TEXT PASSAGE:
######
In the late nineties/early aughts, the burgeoning site Salon held an essay contest for writers to share tales about people who affected their life in some way. I quickly cranked out the below piece and sent it off. In my haste, I missed the fact that it must be about a living person. I did write another piece, “Michael Moorcock: No Ordinary Buckaroo.” While still a quality essay, it’s inferior to the emotional “Thurman.” Though it met the prerequisites, the second piece didn’t win, but it did eventually see publication in Geek Confidential.

So enough preamble, let’s play ball!

Thurman

About the only worthwhile thing I learned from my father was that it was okay for a man to cry. My folks had split by the time I was five and, like so many of my generation, I was raised without a father. It’s really a sorry state of affairs for my generation, the so-called Gen X, afflicted with so many deadbeat dads. Luckily for me there was my grandfather and there was Thurman Munson.
######
WORK INSTRUCTION A:
Quote the essay excerpt from "In the late" up to and including "publication in Geek Confidential.".
WORK INSTRUCTION B:
Answer these questions from the essay excerpt:
(i) What requirement of the Salon contest did the author miss?
(ii) Where was "Michael Moorcock: No Ordinary Buckaroo" eventually published?
(iii) By what age had the author's parents split?
The rows below the essay excerpt were drawn from a different source.

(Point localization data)
######
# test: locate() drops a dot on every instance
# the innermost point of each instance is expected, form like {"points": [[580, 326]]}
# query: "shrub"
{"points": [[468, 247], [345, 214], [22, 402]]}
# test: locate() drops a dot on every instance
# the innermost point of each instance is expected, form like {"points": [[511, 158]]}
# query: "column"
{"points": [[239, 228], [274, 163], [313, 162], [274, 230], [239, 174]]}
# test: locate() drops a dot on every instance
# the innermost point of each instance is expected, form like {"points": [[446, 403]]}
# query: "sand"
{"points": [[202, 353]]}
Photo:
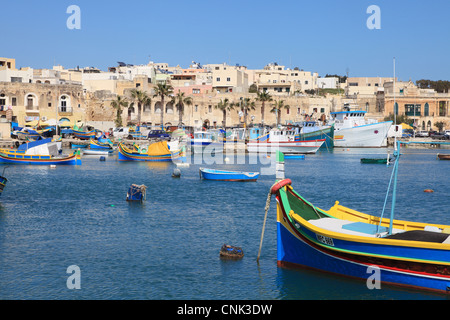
######
WRITTEN SOLUTION A:
In the late nineties/early aughts, the burgeoning site Salon held an essay contest for writers to share tales about people who affected their life in some way. I quickly cranked out the below piece and sent it off. In my haste, I missed the fact that it must be about a living person. I did write another piece, “Michael Moorcock: No Ordinary Buckaroo.” While still a quality essay, it’s inferior to the emotional “Thurman.” Though it met the prerequisites, the second piece didn’t win, but it did eventually see publication in Geek Confidential.

WRITTEN SOLUTION B:
(i) The essay had to be about a living person.
(ii) In Geek Confidential.
(iii) By the time the author was five.